Exercise directions: Reproduce word for word the passage of the Armadillo review between "The content is" and "and Gunner Palace.", inclusive.

(Janus Metz, 2010)
The series of conflicts which resulted from the events of 11 September 2001 have spawned a number of exceptional documentaries. The technology available to journalists and filmmakers today - the sort of technology which means anybody with a cellphone can film news footage in the street and see it on the Internet minutes later - makes possible an unprecedented level of access to events in the field of conflict. Lightweight digital cameras, in particular, mean that one man can make a movie. They also suggest a pleasing verisimilitude; to a certain extent, we associate the visual characteristics of material shot with a light handheld camera with modern warfare. This means that even fictional portrayals of warfare have partially adopted this shooting style as a shortcut to visual legitimacy. If it's shot this way, it looks more realistic, seems to be the thinking.
Well, Armadillo is real. It follows a Unit of the Danish army through a tour in the Helmand Province in Afghanistan, tightly focusing upon five soldiers within the group. We witness them leave home, saying goodbye to tearful relatives at the Airport, then observe them through months of boredom and terror until we see their return to Denmark to those same families. It contains strong storytelling: the focus on just five men allows their characters to be well-established and Metz cleverly crosscuts between them, contrasting their personalities and reactions to the same events, just as a novel or War movie would treat the material if it were fictional. The deliberate nature of the storytelling is one of the reasons Armadillo sometimes feels more like fiction than a documentary; the other is its visual beauty. Cinematographer Lars Skree captures some absolutely stunning imagery here, the sort of thing we don't see much of in most War Documentaries.
The content is quite familiar as we see these men endure hours of tedium - with porn, wrestling, video games - and then shattering bursts of terrifying violence. That violence is always frighteningly banal, which is an aspect fictional films never capture, and beyond the explosions and the rattle of automatic weapons fire the most frightening sight here is the vacant shock in the eyes of a Dane who has just been shot and is being treated by medics. This is how it really is, his eyes seem to say.
Sensitive and profoundly respectful of the men fighting in the field - there are no politics here - and both articulate of the horror and appreciative of the thrill of warfare, Armadillo is a terrific, provocative, complex, exhilaratingly cinematic documentary on modern Warfare, fit to rank alongside other recent classics Restrepo and Gunner Palace.

[Stored data]
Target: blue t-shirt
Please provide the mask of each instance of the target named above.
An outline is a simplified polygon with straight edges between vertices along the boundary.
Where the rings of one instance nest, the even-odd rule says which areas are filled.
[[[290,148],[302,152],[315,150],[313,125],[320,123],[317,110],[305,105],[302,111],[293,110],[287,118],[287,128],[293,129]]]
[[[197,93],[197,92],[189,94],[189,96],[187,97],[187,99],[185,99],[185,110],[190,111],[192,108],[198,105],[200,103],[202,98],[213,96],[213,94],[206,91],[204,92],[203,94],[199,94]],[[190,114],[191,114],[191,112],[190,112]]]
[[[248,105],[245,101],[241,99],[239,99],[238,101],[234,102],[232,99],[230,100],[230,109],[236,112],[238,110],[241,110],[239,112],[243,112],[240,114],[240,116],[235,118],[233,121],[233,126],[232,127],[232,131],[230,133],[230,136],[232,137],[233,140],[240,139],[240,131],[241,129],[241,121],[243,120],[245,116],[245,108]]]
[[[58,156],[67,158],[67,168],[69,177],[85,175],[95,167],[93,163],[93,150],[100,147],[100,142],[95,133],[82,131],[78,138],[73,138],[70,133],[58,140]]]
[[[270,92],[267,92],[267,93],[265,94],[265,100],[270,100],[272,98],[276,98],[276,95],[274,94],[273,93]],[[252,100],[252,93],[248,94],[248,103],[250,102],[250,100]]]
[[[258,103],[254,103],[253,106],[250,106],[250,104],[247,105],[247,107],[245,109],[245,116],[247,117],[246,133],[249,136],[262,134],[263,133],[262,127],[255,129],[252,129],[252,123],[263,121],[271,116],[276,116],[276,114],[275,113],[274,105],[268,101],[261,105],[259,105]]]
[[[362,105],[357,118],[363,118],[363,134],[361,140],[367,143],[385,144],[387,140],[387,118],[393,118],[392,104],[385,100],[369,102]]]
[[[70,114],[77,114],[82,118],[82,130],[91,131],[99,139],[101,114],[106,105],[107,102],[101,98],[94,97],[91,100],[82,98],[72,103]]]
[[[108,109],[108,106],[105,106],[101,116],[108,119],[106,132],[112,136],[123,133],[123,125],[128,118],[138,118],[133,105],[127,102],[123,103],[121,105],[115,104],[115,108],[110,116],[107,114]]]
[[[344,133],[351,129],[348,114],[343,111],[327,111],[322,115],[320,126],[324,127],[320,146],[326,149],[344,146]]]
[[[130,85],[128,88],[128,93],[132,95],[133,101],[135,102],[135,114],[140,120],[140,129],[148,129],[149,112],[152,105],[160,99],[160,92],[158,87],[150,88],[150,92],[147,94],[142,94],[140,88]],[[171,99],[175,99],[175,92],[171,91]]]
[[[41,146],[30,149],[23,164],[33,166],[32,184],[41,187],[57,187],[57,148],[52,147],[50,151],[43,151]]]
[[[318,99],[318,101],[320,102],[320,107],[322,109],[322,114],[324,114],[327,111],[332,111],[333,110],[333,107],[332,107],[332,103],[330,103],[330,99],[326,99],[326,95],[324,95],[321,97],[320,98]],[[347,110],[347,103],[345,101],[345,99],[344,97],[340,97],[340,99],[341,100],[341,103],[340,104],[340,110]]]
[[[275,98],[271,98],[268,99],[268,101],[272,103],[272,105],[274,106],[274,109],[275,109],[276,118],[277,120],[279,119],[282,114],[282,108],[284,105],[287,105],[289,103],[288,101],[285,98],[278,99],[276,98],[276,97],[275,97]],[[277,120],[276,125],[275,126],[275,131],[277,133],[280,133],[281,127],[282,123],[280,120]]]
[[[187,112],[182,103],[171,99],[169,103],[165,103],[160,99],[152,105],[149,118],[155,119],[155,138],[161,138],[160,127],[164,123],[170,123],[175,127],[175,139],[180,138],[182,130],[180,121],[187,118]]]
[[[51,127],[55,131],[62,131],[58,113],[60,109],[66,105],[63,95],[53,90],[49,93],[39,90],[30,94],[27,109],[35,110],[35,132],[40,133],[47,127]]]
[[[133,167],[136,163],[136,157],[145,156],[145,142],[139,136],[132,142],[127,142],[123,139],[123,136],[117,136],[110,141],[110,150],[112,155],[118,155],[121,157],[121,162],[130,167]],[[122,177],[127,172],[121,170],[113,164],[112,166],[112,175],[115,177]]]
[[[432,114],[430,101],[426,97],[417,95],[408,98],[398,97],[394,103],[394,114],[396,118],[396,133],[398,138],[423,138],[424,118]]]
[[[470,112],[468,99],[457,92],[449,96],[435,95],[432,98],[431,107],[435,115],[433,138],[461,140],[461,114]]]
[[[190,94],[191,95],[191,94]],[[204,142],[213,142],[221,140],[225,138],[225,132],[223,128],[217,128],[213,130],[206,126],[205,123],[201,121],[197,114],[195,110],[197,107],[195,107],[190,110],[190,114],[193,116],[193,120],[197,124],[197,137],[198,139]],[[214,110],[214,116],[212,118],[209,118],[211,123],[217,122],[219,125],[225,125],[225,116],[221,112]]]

Output:
The content is quite familiar as we see these men endure hours of tedium - with porn, wrestling, video games - and then shattering bursts of terrifying violence. That violence is always frighteningly banal, which is an aspect fictional films never capture, and beyond the explosions and the rattle of automatic weapons fire the most frightening sight here is the vacant shock in the eyes of a Dane who has just been shot and is being treated by medics. This is how it really is, his eyes seem to say.
Sensitive and profoundly respectful of the men fighting in the field - there are no politics here - and both articulate of the horror and appreciative of the thrill of warfare, Armadillo is a terrific, provocative, complex, exhilaratingly cinematic documentary on modern Warfare, fit to rank alongside other recent classics Restrepo and Gunner Palace.